Goal: Starting at the row that contains "door handle present." and ending after the row that contains "[0,132,23,183]", rewrite those rows with "wooden deck floor" replaced by "timber deck floor" and everything else left unchanged.

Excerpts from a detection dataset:
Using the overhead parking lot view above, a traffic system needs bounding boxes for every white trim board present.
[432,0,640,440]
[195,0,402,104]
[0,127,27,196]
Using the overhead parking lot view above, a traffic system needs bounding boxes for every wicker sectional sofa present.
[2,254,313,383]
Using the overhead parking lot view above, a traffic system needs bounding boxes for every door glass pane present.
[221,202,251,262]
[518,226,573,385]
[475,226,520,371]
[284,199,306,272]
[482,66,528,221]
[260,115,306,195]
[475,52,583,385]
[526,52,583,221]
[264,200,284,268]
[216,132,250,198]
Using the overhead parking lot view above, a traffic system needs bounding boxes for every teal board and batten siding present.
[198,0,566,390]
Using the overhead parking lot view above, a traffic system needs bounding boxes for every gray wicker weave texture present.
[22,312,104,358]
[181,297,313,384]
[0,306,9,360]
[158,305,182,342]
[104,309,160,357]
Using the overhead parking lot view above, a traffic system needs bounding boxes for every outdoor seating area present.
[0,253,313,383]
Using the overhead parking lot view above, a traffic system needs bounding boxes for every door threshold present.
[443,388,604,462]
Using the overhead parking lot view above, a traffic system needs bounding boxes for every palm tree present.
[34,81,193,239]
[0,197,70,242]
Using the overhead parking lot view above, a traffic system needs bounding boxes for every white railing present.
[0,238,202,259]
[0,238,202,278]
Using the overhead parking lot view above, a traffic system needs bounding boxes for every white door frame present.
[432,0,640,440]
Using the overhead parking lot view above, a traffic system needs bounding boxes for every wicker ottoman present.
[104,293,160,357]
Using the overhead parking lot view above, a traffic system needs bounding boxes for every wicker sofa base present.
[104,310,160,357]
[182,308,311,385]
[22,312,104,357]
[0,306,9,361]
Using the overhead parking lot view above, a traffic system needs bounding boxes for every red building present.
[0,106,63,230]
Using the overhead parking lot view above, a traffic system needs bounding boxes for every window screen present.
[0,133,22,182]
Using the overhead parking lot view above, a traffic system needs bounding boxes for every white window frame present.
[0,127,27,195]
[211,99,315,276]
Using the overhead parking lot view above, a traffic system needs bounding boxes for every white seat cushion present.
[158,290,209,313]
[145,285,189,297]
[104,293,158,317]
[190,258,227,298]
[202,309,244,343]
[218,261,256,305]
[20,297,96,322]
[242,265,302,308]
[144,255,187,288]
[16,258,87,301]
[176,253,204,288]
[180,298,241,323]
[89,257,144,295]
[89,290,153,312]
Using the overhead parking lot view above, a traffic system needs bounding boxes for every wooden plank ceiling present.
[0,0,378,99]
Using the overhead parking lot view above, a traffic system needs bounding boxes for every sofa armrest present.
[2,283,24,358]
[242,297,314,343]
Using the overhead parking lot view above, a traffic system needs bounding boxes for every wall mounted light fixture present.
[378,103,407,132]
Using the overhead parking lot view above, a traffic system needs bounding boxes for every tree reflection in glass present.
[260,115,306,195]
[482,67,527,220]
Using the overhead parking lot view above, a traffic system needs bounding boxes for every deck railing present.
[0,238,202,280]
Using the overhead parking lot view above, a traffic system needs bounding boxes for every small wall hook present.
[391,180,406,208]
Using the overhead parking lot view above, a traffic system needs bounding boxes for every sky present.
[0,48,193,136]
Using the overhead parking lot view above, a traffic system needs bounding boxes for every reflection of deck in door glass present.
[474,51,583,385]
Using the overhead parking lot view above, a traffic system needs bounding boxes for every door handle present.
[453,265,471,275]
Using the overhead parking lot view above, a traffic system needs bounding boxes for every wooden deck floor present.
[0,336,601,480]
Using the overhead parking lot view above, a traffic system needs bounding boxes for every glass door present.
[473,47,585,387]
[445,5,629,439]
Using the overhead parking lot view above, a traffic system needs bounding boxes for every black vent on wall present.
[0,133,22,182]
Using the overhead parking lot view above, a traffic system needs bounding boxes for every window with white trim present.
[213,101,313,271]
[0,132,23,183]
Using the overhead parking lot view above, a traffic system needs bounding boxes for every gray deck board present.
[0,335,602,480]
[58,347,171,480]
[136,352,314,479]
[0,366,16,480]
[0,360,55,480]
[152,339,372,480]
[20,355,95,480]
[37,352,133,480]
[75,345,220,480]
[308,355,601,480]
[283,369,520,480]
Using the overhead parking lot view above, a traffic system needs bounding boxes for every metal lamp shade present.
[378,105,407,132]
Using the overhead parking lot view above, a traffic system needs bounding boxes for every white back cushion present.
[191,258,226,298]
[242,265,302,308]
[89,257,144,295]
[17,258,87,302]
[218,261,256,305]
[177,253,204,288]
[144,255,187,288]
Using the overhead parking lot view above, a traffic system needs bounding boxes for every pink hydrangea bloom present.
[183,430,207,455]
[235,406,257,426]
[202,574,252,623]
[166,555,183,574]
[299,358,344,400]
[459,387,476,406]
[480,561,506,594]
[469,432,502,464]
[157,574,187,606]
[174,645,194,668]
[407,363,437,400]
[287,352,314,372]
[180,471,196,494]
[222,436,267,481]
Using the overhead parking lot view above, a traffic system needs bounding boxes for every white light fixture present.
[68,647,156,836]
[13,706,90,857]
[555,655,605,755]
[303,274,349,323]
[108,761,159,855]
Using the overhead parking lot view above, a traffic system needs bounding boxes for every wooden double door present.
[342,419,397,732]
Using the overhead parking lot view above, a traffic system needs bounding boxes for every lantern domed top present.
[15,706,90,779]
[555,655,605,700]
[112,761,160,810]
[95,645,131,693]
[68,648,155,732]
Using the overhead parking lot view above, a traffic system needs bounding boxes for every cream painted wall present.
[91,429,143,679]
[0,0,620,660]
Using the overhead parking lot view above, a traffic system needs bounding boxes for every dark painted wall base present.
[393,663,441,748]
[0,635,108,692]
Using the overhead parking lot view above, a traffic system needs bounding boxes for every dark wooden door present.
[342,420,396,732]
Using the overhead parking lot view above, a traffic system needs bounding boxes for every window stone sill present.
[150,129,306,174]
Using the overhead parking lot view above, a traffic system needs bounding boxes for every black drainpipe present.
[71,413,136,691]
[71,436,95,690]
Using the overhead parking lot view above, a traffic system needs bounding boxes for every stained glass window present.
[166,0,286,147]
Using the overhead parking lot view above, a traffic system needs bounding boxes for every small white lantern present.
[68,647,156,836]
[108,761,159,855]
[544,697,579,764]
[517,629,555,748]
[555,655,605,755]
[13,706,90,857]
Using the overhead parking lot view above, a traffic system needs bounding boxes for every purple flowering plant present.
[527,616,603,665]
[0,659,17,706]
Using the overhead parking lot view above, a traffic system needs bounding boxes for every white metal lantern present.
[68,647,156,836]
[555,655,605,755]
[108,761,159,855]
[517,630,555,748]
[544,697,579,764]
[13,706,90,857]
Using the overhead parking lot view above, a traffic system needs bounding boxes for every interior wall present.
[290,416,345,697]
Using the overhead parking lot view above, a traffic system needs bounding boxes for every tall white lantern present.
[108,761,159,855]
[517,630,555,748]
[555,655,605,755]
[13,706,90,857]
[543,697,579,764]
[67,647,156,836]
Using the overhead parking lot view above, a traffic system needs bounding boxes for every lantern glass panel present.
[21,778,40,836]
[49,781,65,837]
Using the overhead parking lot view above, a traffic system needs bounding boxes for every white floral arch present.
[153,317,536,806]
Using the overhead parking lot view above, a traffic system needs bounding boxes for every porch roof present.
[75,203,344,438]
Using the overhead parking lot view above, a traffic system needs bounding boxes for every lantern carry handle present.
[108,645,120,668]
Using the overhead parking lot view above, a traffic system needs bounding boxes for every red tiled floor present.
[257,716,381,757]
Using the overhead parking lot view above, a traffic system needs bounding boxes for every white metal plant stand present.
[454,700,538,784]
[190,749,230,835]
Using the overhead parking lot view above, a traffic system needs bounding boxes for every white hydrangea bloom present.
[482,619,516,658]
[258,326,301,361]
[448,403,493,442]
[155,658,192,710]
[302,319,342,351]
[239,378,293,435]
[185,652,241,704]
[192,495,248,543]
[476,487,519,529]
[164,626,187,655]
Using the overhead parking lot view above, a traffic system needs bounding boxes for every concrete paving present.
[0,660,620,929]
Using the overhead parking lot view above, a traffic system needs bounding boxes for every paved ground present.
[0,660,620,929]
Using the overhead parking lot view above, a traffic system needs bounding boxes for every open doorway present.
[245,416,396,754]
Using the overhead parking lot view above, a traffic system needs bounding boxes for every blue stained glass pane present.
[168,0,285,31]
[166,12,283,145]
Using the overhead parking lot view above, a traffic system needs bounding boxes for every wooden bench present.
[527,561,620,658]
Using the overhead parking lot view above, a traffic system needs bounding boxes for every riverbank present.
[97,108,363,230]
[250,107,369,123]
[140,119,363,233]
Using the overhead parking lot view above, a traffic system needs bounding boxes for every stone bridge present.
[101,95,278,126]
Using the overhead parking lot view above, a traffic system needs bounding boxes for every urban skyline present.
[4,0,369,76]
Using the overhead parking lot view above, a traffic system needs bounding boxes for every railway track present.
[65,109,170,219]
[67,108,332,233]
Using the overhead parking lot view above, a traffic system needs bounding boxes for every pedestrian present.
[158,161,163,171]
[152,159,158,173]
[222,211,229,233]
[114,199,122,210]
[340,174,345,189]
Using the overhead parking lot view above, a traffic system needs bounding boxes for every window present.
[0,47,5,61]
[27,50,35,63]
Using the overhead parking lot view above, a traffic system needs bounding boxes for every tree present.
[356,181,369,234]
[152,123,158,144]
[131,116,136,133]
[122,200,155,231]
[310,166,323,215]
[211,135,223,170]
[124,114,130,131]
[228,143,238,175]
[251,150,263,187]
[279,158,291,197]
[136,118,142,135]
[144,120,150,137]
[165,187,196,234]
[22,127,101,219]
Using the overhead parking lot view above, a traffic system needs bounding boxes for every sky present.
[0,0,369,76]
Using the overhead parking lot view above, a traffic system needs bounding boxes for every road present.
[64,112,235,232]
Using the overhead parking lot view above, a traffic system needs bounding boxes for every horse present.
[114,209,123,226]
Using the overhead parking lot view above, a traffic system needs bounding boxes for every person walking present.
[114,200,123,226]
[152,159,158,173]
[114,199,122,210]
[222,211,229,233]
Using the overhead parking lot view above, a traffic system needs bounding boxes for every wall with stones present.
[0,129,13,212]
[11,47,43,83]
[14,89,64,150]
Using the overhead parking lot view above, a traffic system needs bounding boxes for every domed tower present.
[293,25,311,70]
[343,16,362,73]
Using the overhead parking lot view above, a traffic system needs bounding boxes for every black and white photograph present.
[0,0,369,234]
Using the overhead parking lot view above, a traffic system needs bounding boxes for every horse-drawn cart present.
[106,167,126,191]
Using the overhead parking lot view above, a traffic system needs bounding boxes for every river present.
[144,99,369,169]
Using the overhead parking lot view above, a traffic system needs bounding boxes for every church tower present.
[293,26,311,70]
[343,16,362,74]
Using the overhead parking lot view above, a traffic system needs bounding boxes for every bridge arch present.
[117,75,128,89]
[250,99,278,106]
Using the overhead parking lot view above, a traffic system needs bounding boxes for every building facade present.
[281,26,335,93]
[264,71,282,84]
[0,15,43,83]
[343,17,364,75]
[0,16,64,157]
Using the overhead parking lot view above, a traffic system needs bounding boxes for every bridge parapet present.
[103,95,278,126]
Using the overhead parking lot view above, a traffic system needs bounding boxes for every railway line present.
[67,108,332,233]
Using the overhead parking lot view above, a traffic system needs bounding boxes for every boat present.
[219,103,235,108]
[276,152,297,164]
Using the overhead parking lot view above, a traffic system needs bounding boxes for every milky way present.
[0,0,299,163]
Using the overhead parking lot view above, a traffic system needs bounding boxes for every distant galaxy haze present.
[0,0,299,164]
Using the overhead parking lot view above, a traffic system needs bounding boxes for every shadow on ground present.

Complete answer:
Using the overhead parking lot view above, a traffic system needs bounding boxes for every door handle present.
[453,265,471,275]
Using the overhead parking lot view above, a traffic system needs bounding boxes for every timber deck floor present.
[0,336,601,480]
Using the overhead parking lot view above, a traffic system needs bounding boxes for every glass door present.
[473,47,585,387]
[445,5,629,439]
Using the overhead parking lot view above, a traffic system needs bounding boxes for every black vent on wall present.
[0,133,22,182]
Using the overhead parking lot view above, a traffic system needs bounding boxes for every window with white trim present.
[213,101,313,271]
[0,132,23,183]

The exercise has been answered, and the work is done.